_Passage to read:_
____

0.2 R - Further Reading

Additional Information

Oh, you’re still here. You must be really hyped for the workshop!

This page is dedicated to some (maybe more niche) topics that might be interesting within the broader context of this workshop. However, they are neither crucial, nor is everyone interested in reading pages upon pages about R. If you are, though, go ahead! Some of this content will make more sense after the introductory part of the workshop (or if you have pre-existing R knowledge).

Base R vs. tidyverse

In this course, we will mainly use the tidyverse, and sometimes, we will refer to base R. But what is the difference, and does it matter?

The term base R can be a little bit ambiguous. In this course, we refer to base R as “R without any packages installed”, i.e., what you get after a new installation of R. When you hear someone say, “base R vs. tidyverse”, the term “base R” may also refer to a programming style in the broader sense. Because usually, this debate is not about people using the tidyverse vs. no packages at all, but rather about people using the tidyverse coding style vs. the coding style that is used in base R, and usually for other packages outside of the tidyverse. This is all a bit abstract, but it will make more sense at the end.

Another important thing to know is that the tidyverse is actually not a package (well, technically, it is, but that’s not the point), but a collection of packages. For example, the packages ggplot2 (the famous package for plotting) or dplyr (famous for data wrangling) are both part of the tidyverse among many others! What these packages have in common is a certain way of coding. Most notably, the tidyverse works with “pipes” (%>%) that allow you to chain function calls one after the other (top to bottom, or left to right), instead of the “onion style” (inside to outside) in base R. See:

my_data <- c(1, 10, 12, 5)

as.character(round(mean(my_data), 2)) # base R

# tidyverse
my_data %>% 
  mean() %>% 
  round(2) %>% 
  as.character()

Central to the tidyverse is also “tidy evaluation”, a special form of so-called “non-standard evaluation”. A popular example is “data masking”: In base R, you always have to call the data source explicitly if you access a column of e.g. a data.frame. Within the tidyverse, you provide the data source once, and can then access the columns without having to name the data again. See:

# base R
iris$new_col <- iris$Sepal.Length + iris$Petal.Length

# tidyverse
iris %>% 
  mutate(new_col = Sepal.Length + Petal.Length)

____

_Records supplied:_
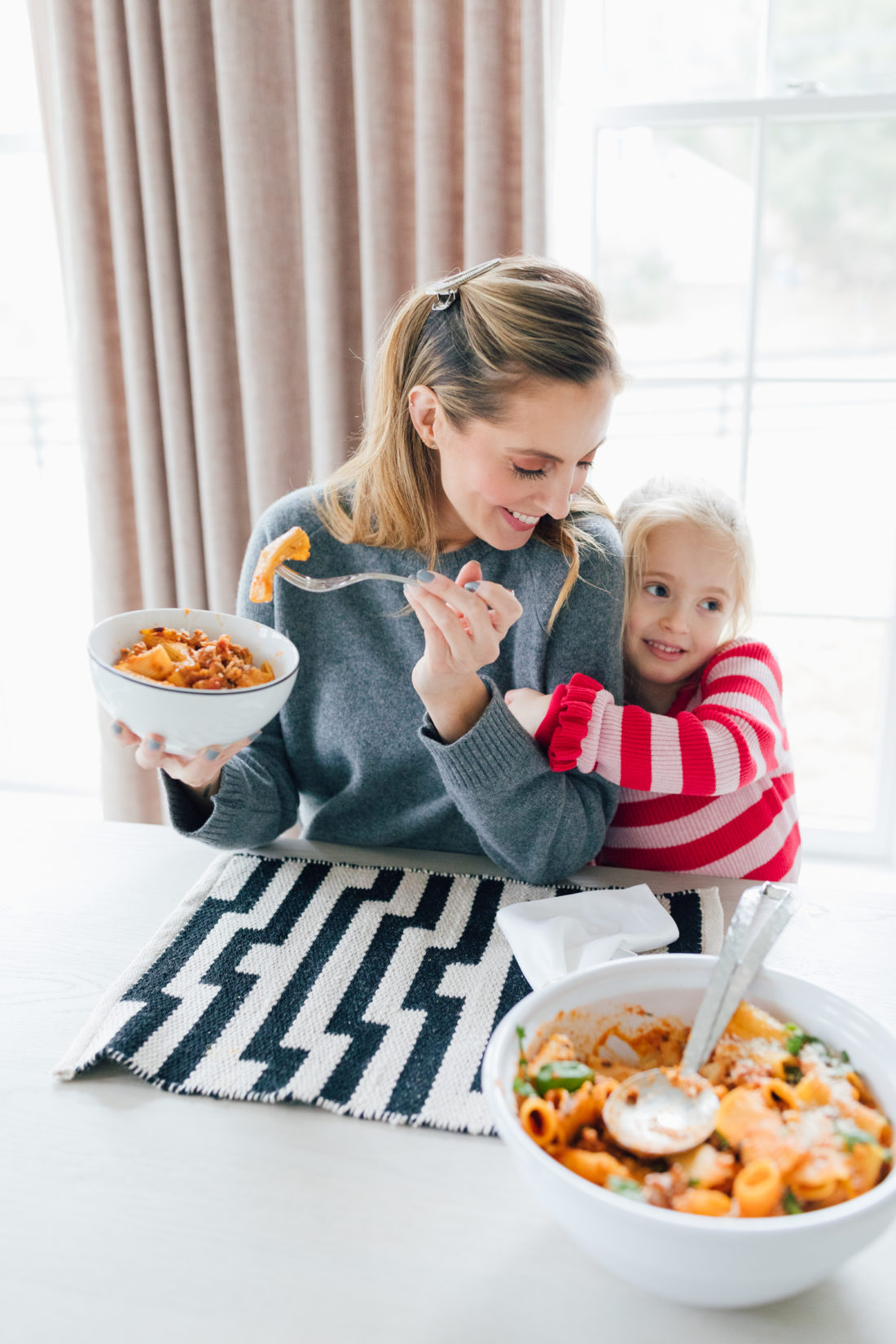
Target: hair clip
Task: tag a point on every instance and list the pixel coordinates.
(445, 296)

____

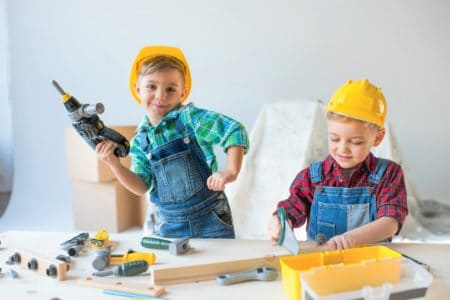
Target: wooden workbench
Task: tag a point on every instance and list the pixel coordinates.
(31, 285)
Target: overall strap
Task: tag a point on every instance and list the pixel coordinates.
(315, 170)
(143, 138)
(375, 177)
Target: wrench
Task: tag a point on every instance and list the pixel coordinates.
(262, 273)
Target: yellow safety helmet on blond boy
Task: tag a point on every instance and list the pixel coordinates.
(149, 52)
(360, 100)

____

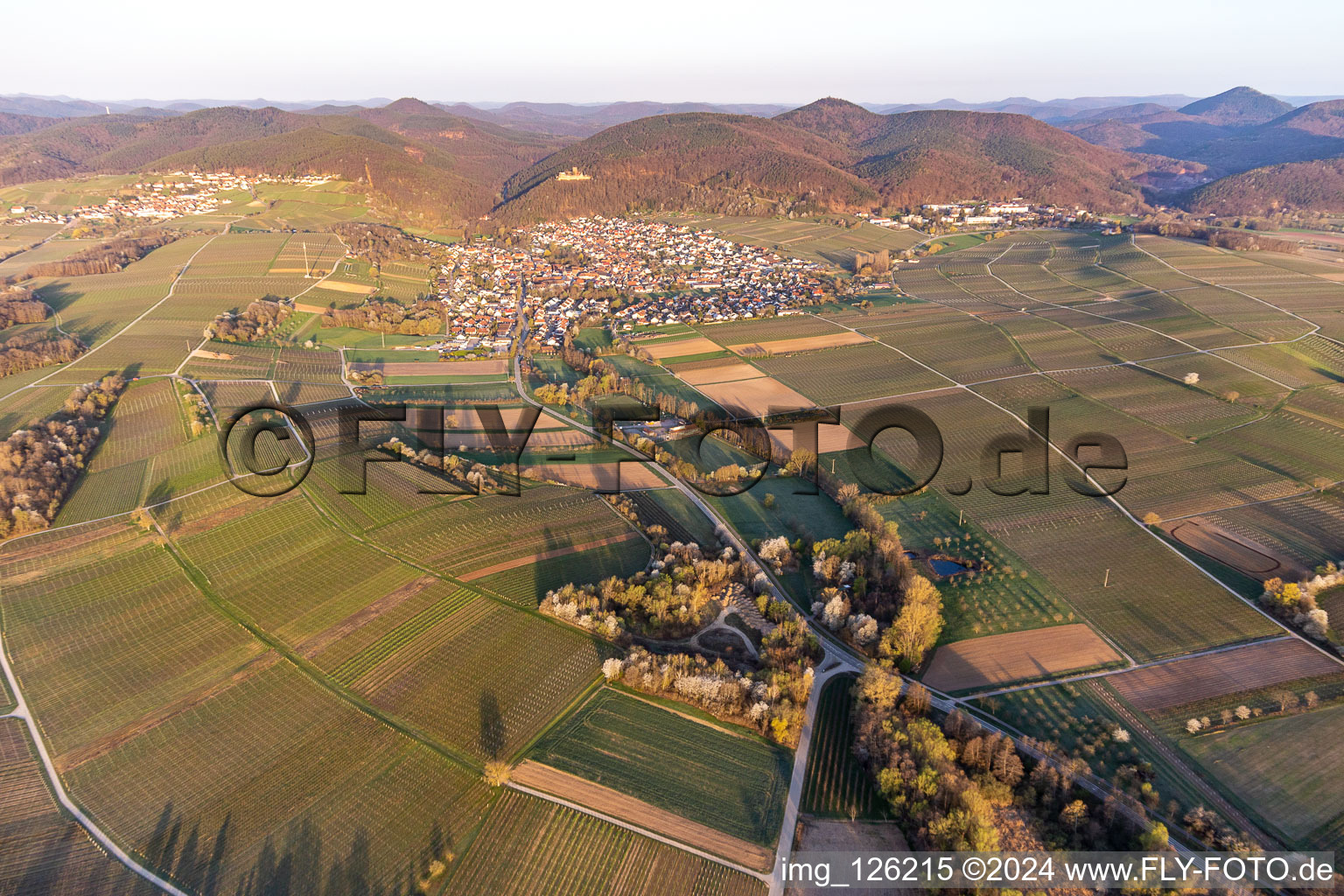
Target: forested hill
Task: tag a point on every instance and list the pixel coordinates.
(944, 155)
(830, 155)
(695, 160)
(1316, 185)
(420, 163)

____

_Objective:_ Please list every R function that is called in the code snippets of the further-reading page on R above, naming each one once.

_Completed exercise:_ c, mean, round, as.character, mutate